▸ WHAT THE TASK ASKS: Here is a block of records. Copy every line in it that includes "sock".

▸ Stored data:
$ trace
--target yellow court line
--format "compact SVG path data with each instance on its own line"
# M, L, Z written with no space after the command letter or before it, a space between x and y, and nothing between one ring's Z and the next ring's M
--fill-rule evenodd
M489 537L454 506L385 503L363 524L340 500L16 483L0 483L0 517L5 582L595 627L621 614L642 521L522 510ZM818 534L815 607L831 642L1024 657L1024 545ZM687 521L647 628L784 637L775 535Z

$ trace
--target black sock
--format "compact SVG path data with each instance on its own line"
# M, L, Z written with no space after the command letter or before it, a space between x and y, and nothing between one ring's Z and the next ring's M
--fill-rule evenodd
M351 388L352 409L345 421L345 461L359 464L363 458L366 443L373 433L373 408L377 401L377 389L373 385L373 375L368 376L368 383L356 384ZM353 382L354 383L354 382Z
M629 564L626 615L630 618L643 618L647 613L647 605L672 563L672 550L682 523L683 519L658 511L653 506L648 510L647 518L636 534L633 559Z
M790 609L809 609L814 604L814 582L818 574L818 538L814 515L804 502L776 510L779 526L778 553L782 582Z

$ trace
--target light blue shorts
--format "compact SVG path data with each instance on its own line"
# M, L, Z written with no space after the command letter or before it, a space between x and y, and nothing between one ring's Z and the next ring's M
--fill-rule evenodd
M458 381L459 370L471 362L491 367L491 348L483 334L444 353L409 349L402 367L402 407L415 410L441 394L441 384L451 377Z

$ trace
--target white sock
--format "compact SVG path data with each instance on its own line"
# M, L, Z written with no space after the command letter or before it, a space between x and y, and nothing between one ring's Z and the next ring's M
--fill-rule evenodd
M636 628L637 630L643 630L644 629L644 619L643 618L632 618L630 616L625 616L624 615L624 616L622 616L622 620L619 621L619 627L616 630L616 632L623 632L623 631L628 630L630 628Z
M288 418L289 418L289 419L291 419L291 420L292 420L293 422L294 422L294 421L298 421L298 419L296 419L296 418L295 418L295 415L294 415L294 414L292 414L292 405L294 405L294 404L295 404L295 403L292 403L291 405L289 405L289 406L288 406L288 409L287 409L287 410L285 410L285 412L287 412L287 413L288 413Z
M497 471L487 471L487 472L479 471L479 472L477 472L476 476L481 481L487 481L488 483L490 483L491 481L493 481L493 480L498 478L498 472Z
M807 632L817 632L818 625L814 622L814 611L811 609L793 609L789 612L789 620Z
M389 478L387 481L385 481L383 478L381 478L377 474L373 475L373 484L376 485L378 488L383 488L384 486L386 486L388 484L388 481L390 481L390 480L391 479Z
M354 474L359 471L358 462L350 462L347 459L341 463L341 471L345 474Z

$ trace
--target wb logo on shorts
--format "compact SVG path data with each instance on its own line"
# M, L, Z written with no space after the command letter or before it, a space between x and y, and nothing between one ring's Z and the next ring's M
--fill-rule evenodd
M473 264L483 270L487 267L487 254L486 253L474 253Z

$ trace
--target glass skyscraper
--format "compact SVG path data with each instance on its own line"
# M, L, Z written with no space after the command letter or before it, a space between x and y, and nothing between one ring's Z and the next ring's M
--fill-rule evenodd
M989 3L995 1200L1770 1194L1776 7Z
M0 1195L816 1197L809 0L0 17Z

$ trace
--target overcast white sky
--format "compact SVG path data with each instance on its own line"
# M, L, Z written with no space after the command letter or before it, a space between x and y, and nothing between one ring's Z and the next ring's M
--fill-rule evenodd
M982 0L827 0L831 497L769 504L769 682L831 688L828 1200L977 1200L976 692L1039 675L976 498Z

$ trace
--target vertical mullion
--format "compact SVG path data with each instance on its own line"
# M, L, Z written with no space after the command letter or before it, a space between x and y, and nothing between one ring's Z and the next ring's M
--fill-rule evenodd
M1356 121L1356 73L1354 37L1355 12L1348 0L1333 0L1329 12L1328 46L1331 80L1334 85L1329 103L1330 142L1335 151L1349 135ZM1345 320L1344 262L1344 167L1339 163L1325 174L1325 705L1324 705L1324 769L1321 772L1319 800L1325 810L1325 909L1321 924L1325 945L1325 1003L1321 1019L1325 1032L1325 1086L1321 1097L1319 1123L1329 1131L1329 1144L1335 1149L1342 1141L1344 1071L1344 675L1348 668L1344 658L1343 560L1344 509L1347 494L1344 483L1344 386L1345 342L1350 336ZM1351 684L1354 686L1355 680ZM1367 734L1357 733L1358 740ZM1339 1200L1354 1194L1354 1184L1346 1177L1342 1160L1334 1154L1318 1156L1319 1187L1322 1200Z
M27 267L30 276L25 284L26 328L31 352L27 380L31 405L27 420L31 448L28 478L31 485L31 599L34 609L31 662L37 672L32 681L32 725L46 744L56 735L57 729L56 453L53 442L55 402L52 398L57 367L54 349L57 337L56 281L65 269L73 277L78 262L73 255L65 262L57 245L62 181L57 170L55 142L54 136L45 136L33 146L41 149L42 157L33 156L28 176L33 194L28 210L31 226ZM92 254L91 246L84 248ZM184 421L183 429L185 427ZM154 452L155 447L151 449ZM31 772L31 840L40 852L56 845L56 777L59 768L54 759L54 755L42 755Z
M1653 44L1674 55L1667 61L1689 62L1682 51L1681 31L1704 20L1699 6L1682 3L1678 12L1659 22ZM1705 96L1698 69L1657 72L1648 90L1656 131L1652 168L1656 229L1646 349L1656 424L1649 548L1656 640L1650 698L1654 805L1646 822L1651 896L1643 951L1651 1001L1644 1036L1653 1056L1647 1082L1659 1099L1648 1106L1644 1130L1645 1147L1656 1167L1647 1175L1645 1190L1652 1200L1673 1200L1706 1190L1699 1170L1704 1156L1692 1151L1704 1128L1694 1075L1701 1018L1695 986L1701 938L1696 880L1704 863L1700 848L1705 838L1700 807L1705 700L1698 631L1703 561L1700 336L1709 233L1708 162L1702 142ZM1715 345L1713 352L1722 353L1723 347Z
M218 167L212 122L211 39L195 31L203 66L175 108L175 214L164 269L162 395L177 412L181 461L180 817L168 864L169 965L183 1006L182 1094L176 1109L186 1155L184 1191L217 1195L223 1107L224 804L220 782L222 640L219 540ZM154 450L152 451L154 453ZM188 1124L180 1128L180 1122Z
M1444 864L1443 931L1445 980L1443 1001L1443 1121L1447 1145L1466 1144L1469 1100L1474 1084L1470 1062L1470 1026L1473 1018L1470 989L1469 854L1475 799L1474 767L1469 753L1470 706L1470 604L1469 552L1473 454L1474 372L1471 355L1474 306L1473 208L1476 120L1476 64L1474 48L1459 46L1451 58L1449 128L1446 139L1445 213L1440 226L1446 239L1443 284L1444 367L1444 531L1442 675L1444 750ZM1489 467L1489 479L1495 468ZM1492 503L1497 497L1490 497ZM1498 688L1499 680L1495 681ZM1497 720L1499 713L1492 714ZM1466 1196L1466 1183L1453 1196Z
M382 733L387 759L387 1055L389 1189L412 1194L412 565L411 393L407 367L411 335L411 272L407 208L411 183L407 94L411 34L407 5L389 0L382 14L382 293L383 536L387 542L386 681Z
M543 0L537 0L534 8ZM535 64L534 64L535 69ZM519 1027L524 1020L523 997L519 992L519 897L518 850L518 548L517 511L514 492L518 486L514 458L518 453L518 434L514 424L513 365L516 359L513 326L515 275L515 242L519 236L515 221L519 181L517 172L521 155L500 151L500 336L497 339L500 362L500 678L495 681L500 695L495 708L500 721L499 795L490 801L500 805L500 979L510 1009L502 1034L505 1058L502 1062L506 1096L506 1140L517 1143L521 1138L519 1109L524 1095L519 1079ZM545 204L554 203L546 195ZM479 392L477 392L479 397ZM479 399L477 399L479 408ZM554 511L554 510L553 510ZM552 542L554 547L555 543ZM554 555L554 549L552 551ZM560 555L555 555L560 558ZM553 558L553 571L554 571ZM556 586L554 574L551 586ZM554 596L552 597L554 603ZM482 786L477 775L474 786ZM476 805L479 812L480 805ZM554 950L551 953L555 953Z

▸ ANSWER FOR THE TASK:
--target black sock
--target white sock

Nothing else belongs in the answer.